■ **Task directions**
Repeat everything in the material below, from the line containing "Where can the snow-covered" down to the end, and include the requests. Shift both coordinates of every answer point by -60, keep the sample points in the requests unchanged, and leave the pictures out.
+ + + +
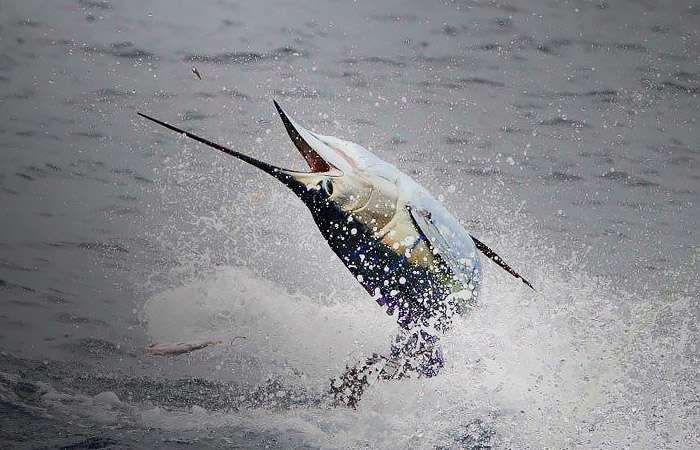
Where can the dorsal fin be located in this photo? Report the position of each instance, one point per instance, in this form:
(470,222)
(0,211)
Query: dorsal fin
(498,260)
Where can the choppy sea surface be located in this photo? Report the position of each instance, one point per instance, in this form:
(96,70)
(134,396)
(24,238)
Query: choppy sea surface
(563,134)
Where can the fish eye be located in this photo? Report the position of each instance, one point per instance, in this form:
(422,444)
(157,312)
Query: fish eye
(326,186)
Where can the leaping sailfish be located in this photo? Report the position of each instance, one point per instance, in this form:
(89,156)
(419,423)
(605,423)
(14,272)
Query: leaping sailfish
(408,252)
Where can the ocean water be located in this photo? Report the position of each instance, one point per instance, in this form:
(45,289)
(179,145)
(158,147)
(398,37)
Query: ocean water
(563,134)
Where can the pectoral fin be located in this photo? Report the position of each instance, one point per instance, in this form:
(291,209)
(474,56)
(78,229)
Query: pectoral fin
(443,242)
(447,246)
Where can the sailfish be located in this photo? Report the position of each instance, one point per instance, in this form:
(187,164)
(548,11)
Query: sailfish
(407,251)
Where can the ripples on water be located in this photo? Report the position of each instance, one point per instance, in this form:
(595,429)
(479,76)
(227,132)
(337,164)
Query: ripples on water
(563,135)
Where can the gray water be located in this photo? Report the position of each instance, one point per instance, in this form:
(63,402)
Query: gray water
(562,134)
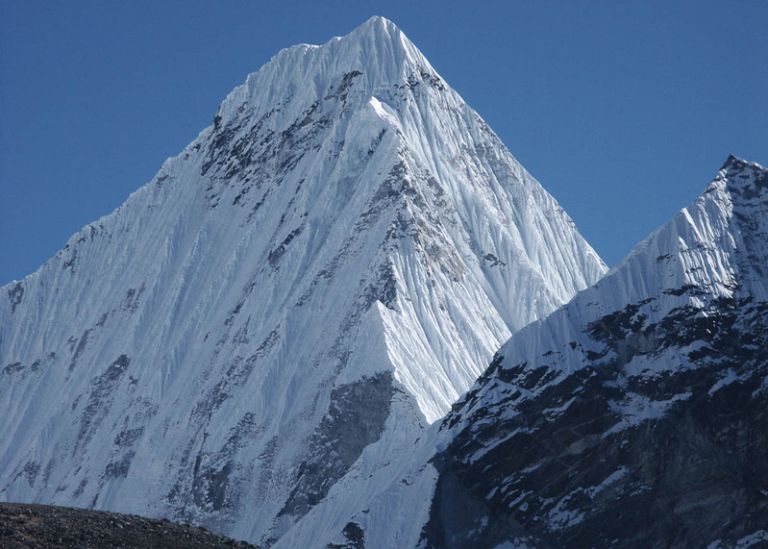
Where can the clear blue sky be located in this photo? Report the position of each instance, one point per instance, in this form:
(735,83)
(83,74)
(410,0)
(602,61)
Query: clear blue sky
(623,110)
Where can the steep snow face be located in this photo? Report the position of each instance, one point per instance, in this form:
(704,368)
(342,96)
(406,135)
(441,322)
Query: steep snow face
(318,275)
(634,416)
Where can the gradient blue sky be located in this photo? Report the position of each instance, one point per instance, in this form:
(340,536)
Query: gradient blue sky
(623,110)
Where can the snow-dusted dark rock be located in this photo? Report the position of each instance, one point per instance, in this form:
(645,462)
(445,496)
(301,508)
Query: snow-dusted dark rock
(634,416)
(315,278)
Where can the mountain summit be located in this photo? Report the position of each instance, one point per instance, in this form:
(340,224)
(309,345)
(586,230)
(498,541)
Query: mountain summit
(315,278)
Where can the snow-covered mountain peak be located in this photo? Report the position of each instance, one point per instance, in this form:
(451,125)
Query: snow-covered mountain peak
(625,418)
(319,274)
(376,57)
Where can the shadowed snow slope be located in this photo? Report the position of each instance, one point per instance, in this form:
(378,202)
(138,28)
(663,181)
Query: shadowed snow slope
(634,416)
(322,272)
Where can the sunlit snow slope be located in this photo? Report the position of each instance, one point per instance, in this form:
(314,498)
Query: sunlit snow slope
(634,416)
(318,275)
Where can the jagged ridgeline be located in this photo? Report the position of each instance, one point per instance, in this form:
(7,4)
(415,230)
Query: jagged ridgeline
(634,416)
(287,305)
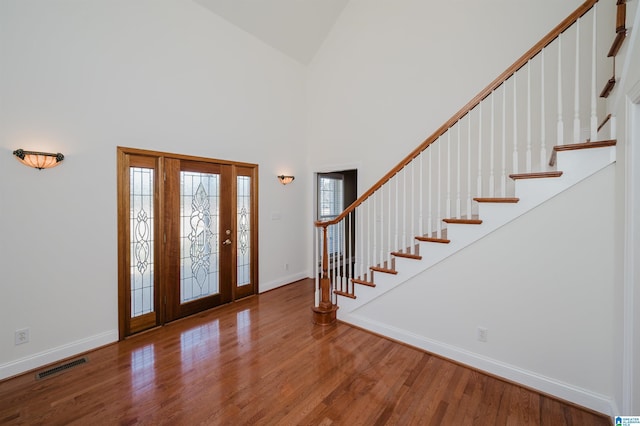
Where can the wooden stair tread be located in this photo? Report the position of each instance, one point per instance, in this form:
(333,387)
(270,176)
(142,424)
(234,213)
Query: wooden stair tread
(433,240)
(577,146)
(406,255)
(536,175)
(497,200)
(585,145)
(345,294)
(463,221)
(383,270)
(363,282)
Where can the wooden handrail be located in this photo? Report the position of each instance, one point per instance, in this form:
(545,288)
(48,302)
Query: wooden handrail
(530,54)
+ + + +
■ **Solution to this task**
Where can the snow-covered mountain peak be located in this photo? Report the position of each instance, one point per instance, in this form:
(451,125)
Query: snow-covered mountain peak
(565,358)
(259,214)
(316,-3)
Where can the shadowed snow slope be located in this photo? Report the position of each instance, one point per instance, in this form:
(378,202)
(138,28)
(663,181)
Query: shadowed snow slope
(574,356)
(262,212)
Where can the sunlit snow slope be located in this photo? Report the position of each instance, one point per instance, in this form:
(314,498)
Query: sunlit snow slope
(574,356)
(258,215)
Where can the jagged ridgeline be located in this photo? Report the position of each instance, one point per instance, in this form:
(7,4)
(415,230)
Query: jagged ridgeline
(574,356)
(227,245)
Where can the wooden stair tread be located in this photo? Report the position of each instance, one point per instance, in this form:
(333,387)
(270,176)
(142,424)
(234,213)
Query: wooden stair tread
(373,180)
(517,86)
(346,195)
(476,115)
(437,140)
(525,85)
(285,234)
(403,161)
(323,210)
(303,222)
Where can the wooden handrail be located in this photo? Report the position of each instance, one point per instance, in this form:
(545,288)
(48,302)
Query: wooden handrail
(470,-6)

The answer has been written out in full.